# Problems and tasks
1. In the passage about crowdsourcing ethics, which French term is glossed as "crowdsourcing"?
2. Repeat, word for word, the stretch of the passage about crowdsourcing ethics from "Karën Fort of" through "be worth it.".

# Selected text
Karën Fort of the Sorbonne and Gilles Adda of LIMSI have researched the ethics of the AMT model for work and for remuneration.  The AMT model turns out to raise many issues, including a number of ethical ones.  Karën and Gilles have worked to develop a charter for ethical use of this and other crowdsourcing platforms.  (Full disclosure: Karën and Gilles and I published an editorial on the use of Amazon Mechanical Turk in our field in the journal Computational Linguistics.)   If you click on the picture, it will take you to a set of slides that Karën prepared for a talk on the subject.  Zipf’s Law strikes in the domain of ethics as much as anywhere else—here are some words that I had to look up to read the slides:

▪    une ombre: shade, shadow.
▪    la zone d’ombre: gray zone.
▪    promouvoir: to promote.
▪    le vaut bien: to be worth it.
▪    la plate-forme: platform.
▪    la myriadisation: crowdsourcing.

# Records supplied
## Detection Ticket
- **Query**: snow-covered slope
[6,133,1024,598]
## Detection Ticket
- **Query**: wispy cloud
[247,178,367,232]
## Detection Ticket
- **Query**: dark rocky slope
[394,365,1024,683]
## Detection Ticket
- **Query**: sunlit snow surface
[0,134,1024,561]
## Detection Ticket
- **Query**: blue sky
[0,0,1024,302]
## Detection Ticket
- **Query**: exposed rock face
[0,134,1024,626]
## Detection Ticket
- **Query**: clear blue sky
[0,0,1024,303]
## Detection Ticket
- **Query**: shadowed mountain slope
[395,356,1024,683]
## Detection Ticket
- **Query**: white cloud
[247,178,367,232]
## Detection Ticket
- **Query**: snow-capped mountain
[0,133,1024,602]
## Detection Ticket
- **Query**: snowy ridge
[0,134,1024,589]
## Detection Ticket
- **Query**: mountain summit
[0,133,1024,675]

...

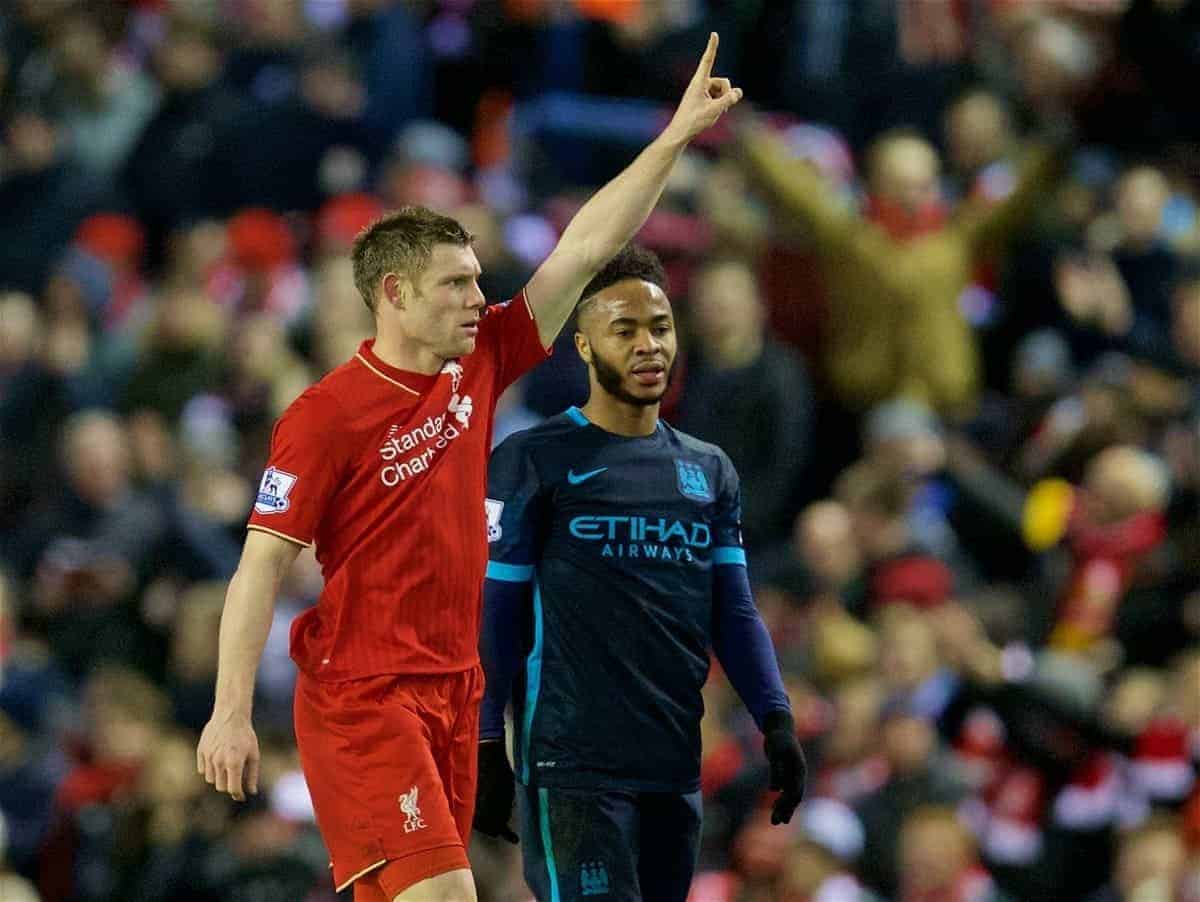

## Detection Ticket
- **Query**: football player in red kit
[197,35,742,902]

---

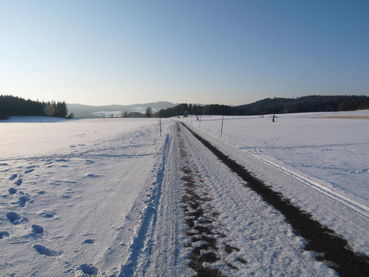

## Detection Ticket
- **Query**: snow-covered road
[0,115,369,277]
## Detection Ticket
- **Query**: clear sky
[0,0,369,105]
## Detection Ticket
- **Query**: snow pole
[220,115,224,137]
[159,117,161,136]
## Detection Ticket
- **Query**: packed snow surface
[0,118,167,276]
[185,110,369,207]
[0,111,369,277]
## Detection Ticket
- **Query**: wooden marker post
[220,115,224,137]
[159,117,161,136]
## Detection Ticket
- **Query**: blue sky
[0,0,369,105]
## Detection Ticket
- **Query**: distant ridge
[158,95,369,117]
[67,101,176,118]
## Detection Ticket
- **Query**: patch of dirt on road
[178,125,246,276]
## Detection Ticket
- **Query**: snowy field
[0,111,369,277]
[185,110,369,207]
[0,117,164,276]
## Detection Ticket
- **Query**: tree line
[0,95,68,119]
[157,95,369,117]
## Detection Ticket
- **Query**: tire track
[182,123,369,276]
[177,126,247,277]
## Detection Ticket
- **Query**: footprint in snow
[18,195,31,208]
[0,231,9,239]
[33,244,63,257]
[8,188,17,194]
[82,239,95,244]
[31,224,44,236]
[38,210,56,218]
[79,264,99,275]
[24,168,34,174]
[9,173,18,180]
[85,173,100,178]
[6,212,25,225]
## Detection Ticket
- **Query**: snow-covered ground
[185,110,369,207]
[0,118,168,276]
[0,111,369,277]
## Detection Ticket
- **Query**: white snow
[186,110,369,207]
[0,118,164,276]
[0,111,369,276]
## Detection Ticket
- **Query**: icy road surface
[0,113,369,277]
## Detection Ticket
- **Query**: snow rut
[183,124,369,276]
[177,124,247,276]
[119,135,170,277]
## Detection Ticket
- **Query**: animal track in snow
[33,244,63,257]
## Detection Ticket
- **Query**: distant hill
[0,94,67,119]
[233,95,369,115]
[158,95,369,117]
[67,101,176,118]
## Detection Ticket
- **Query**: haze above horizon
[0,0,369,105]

# Solved problems
1. La myriadisation.

2.
Karën Fort of the Sorbonne and Gilles Adda of LIMSI have researched the ethics of the AMT model for work and for remuneration.  The AMT model turns out to raise many issues, including a number of ethical ones.  Karën and Gilles have worked to develop a charter for ethical use of this and other crowdsourcing platforms.  (Full disclosure: Karën and Gilles and I published an editorial on the use of Amazon Mechanical Turk in our field in the journal Computational Linguistics.)   If you click on the picture, it will take you to a set of slides that Karën prepared for a talk on the subject.  Zipf’s Law strikes in the domain of ethics as much as anywhere else—here are some words that I had to look up to read the slides:

▪    une ombre: shade, shadow.
▪    la zone d’ombre: gray zone.
▪    promouvoir: to promote.
▪    le vaut bien: to be worth it.